===== Source document

Pat would actually wind up working for Gil for years, but in those early days, we were only permitted to visit him on days when he knew Gil would not be in. Pat once availed himself of Gil’s restroom and clogged the toilet. To his dismay he received a call from Gil saying he was on his way in. Pat plunged and plunged but the clog was so stubborn he said he nearly scooped the offending deuce out with his own hands so Gil would not know what he had deposited in his executive restroom. (Fortunately, he was able to clear the clog just before the Chairman arrived.)
Nowadays, Gil, well into his eighties, only comes to the office occasionally, and his digs have gotten considerably smaller. He’s no longer officially on staff, receives no pay, and I just learned today that he does not even have an identification badge to get him past security. Most of the newer employees here do not know him by sight, but those of us who can remember his signature on our paychecks always look forward to seeing him in the elevator or in the staff cafeteria. He is as gregarious as ever.
During my mother’s last years, she spent many hours at her kitchen table looking out on her yard, and the neighbors, and any wildlife that may have happened by. And towards the very end, her eyesight was nearly gone. But that last spring, she was sure to ask if Gil’s azaleas were blooming. I look around at this institution and think, yes.

==========

| The problem |
List everything the account of Gil says the mother looked out on from her kitchen table. The records have nothing to do with this.

===== Extracted entries

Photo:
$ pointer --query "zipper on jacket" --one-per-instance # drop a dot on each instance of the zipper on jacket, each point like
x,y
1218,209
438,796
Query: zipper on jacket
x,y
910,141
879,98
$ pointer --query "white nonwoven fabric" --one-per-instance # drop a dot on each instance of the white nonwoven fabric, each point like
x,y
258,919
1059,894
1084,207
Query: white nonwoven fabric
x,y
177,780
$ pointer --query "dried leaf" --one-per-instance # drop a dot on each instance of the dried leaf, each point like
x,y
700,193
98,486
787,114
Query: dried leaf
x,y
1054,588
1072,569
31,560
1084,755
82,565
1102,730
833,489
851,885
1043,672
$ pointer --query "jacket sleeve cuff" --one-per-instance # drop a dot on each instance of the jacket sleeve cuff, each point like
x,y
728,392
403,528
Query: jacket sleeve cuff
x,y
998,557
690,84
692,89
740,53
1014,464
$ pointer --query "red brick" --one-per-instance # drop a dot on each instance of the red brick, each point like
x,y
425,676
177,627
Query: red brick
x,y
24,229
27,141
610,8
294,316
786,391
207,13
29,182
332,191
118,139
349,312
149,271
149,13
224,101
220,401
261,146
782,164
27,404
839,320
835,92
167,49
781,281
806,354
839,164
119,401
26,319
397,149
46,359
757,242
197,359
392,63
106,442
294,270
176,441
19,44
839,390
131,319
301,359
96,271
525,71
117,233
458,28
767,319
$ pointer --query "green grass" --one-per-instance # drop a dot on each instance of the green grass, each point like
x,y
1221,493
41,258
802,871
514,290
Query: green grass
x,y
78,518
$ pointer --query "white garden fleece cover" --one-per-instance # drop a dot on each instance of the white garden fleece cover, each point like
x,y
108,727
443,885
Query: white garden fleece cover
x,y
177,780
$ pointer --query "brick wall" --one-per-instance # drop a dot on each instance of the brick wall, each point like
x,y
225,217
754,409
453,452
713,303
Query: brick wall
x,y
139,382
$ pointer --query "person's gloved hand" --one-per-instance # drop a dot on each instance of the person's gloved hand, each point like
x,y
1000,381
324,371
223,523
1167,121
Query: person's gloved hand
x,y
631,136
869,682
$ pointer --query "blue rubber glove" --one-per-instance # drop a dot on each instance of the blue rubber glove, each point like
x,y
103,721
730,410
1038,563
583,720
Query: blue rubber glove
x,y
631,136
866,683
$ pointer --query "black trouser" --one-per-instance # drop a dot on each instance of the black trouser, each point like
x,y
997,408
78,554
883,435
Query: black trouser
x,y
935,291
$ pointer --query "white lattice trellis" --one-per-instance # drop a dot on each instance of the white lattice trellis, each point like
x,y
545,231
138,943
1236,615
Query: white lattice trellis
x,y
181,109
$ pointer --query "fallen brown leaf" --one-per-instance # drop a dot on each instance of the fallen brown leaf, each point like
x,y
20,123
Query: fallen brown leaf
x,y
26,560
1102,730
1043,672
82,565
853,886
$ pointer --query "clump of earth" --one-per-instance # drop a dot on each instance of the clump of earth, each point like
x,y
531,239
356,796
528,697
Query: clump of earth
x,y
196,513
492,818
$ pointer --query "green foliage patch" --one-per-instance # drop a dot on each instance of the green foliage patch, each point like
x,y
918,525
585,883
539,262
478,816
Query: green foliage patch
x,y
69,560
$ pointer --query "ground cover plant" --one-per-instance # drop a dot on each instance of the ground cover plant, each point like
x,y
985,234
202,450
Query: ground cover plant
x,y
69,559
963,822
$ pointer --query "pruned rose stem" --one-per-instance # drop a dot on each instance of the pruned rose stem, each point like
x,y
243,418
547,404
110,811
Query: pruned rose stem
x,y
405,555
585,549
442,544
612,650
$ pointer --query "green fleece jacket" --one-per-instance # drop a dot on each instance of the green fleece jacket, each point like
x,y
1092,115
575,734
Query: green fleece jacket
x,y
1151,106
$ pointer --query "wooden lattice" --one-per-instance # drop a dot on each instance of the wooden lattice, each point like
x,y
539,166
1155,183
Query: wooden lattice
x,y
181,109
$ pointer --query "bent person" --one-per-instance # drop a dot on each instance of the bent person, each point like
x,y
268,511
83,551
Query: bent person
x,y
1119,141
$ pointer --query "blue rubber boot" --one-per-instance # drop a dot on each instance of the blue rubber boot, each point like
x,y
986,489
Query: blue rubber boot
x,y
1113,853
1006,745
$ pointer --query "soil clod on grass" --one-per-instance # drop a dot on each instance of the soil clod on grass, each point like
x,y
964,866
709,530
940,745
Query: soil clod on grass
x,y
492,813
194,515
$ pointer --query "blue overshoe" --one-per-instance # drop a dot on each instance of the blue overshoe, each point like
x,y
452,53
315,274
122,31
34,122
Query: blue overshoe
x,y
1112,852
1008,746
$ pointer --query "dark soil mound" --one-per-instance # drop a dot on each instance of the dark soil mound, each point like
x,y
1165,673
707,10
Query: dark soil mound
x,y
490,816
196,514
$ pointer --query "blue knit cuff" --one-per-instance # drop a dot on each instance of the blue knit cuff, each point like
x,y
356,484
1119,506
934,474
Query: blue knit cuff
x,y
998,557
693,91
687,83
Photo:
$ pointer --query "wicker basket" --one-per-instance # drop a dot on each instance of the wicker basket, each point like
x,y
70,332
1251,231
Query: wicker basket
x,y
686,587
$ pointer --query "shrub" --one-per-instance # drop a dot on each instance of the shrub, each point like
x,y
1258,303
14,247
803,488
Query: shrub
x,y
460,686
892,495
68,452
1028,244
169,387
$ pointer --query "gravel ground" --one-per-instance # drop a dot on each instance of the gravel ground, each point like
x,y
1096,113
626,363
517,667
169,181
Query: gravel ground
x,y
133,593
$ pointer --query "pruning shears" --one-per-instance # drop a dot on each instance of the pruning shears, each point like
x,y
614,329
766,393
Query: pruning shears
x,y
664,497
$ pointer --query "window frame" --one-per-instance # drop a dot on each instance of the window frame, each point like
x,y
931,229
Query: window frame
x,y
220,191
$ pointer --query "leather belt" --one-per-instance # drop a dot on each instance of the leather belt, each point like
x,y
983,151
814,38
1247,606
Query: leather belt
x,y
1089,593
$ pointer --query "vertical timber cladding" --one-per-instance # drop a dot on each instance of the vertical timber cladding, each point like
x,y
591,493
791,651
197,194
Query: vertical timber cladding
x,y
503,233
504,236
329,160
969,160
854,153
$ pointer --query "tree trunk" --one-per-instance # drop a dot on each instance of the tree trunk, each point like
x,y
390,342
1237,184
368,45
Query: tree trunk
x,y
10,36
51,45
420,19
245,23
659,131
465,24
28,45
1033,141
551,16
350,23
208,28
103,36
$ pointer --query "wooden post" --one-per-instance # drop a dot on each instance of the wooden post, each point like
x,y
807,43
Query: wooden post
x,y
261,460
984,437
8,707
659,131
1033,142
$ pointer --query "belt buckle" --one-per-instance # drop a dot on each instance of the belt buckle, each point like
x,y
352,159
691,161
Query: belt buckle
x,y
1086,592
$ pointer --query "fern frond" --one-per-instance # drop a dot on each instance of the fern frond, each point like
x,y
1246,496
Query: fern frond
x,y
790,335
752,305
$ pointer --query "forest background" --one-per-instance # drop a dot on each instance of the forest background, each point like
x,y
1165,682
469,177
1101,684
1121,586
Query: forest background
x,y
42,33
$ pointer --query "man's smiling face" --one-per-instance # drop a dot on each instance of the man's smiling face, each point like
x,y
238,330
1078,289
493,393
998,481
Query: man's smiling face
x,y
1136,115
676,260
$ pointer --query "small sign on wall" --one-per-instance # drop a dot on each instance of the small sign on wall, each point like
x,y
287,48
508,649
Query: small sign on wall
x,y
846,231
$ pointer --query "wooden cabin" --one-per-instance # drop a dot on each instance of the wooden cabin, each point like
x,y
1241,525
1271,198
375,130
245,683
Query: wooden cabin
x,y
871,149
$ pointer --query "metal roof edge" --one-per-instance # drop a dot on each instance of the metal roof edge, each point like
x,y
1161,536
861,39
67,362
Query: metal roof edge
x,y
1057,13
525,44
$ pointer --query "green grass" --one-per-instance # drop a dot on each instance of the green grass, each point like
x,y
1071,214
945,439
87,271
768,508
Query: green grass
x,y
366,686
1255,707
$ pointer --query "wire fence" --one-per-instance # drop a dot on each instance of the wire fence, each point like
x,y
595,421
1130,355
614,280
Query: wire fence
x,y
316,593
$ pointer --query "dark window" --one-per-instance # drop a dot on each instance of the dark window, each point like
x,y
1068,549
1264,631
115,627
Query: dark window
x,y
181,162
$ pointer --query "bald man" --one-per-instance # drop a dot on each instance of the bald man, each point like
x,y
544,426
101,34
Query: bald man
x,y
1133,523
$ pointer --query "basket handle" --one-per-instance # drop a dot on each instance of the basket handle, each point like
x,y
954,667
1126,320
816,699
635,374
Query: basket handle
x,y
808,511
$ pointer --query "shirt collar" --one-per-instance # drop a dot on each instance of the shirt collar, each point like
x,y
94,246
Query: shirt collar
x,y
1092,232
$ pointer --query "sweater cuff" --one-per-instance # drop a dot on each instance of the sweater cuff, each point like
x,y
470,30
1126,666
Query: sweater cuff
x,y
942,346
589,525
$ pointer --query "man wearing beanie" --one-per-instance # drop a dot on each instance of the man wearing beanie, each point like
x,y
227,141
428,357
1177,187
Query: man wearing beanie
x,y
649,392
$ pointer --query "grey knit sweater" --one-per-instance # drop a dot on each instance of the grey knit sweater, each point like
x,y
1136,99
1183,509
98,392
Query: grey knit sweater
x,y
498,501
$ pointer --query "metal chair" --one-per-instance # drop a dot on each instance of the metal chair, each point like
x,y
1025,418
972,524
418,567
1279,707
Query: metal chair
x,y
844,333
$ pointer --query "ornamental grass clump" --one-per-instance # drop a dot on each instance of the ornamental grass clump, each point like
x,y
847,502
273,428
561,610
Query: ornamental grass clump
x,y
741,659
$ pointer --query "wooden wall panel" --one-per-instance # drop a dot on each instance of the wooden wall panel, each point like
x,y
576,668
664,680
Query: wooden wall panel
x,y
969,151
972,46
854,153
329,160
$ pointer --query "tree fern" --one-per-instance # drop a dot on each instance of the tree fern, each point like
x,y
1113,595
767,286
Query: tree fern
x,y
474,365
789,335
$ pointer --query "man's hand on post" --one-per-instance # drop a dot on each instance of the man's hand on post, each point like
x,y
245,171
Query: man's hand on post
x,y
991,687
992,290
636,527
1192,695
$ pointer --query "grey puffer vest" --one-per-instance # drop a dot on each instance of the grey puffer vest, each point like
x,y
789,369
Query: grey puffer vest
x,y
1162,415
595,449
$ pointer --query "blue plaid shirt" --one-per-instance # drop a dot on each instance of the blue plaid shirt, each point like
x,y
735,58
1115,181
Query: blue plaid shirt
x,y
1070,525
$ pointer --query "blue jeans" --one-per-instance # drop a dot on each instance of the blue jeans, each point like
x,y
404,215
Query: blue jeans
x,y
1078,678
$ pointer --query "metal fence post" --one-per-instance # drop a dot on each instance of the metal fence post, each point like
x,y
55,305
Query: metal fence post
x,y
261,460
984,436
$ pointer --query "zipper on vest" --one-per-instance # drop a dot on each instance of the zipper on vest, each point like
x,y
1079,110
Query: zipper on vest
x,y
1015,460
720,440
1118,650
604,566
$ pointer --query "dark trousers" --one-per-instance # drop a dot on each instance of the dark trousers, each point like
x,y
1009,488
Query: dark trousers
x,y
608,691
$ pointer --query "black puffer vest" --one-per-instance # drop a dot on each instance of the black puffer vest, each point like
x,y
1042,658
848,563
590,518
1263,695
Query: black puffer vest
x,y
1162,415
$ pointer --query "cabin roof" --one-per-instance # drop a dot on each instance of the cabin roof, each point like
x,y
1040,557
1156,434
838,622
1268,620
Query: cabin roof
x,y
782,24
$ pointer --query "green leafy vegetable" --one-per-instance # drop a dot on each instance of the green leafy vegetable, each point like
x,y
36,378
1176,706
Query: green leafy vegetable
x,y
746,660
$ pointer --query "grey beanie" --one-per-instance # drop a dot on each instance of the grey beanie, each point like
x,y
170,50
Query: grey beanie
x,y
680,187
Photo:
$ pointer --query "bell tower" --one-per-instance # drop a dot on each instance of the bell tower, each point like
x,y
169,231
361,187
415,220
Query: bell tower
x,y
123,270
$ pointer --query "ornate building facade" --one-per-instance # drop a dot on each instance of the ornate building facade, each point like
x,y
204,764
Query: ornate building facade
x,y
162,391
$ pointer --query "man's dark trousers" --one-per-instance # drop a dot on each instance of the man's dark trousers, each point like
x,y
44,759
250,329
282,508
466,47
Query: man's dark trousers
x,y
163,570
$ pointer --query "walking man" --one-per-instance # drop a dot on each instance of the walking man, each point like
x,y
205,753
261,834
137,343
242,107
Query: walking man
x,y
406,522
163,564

==========

| Exercise result |
Her yard, the neighbors, and any wildlife that may have happened by.